Albuquerque Journal

Nev. death row inmate: ‘Just get it done’

Fight about lethal injection drugs is delaying executions

- BY KEN RITTER

LAS VEGAS — A Nevada death row inmate whose execution has been postponed twice said a legal fight over the drugs to be used in his lethal injection is taking a tortuous toll on him and his family.

The state should “just get it done, just do it effectivel­y and stop fighting about it,” Scott Raymond Dozier told

The Associated Press on Wednesday.

“… This is my wish,” Dozier said in a brief telephone call from Ely State Prison. “They should stop punishing me and my family for their inability to carry out the execution.”

The Nevada Supreme Court took over the case late Wednesday involving the drugs at the request of state Attorney General Adam Laxalt, with an eye toward rescheduli­ng Dozier’s execution for mid-November.

As a result, a state court hearing was canceled

Thursday involving a request by a third drug company to join two other firms in a legal challenge over the proposed use of their products.

- [List of tasks]
A) List every person named in the news article about the Nevada death row inmate, including the byline.
B) Write the next few sentences of the news article about the Nevada death row inmate, picking up right after its final sentence.

- [Data extract]
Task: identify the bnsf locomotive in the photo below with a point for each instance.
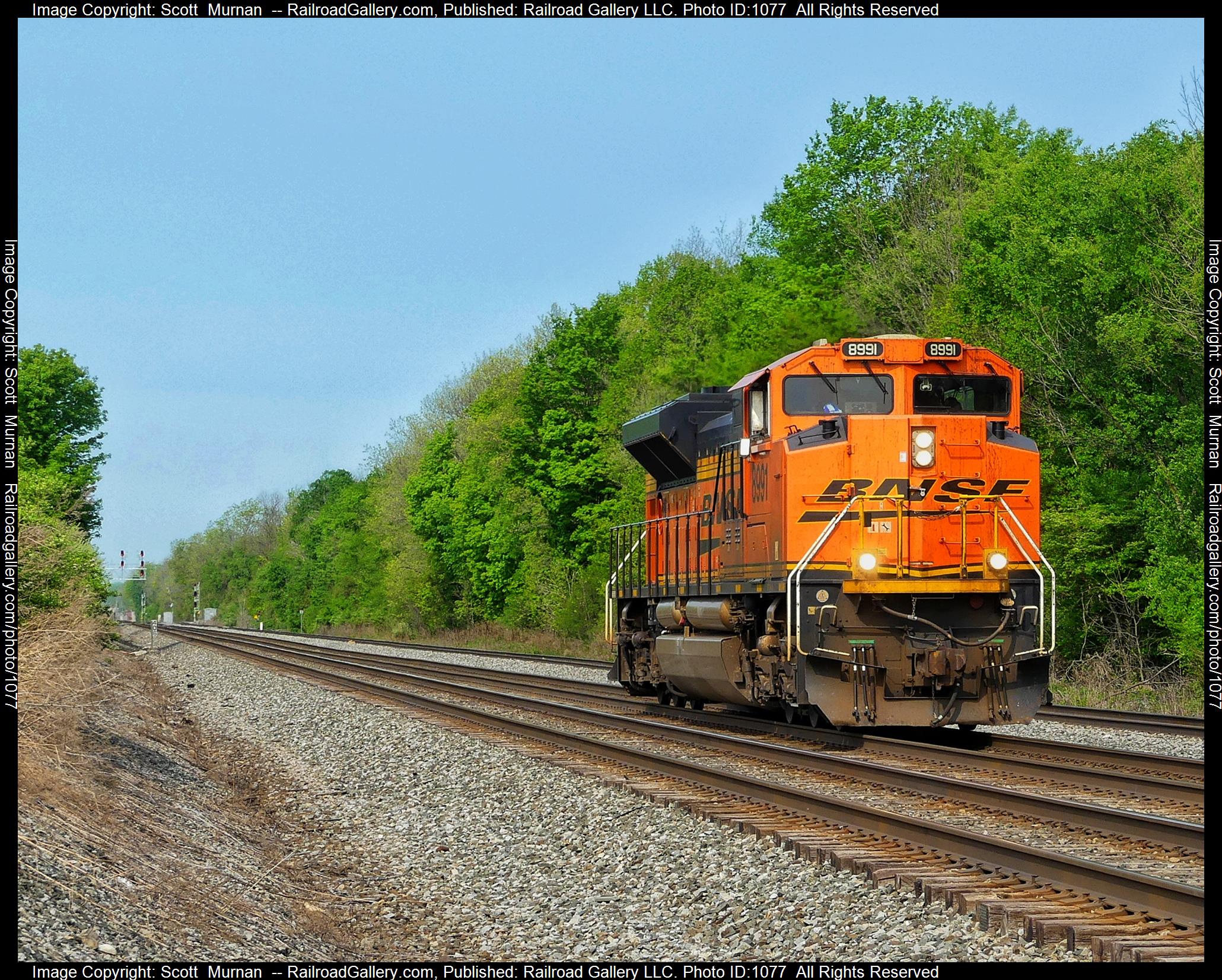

- [Task-by-task answers]
A) Ken Ritter, Scott Raymond Dozier, Adam Laxalt

B)
Nevada law calls for capital punishment by lethal injection. But pharmaceut­ical companies nationwide have objected to their drugs being used in executions.

In Nebraska, a German pharmaceut­ical company is suing to stop the use of its potassium chloride in what would be that state’s first execution in more than two decades.

Tennessee was due

Thursday evening to execute its first inmate since 2009, using the sedative midazolam, the muscle relaxant vecuronium bromide and then potassium chloride to stop the inmate’s heart. On Monday, the Tennessee Supreme Court said a lawsuit filed by inmates contesting the execution drugs was not likely to succeed.

Nevada hasn’t executed an inmate since 2006, and officials have acknowledg­ed initially planning the execution of Dozier around drugs they could obtain.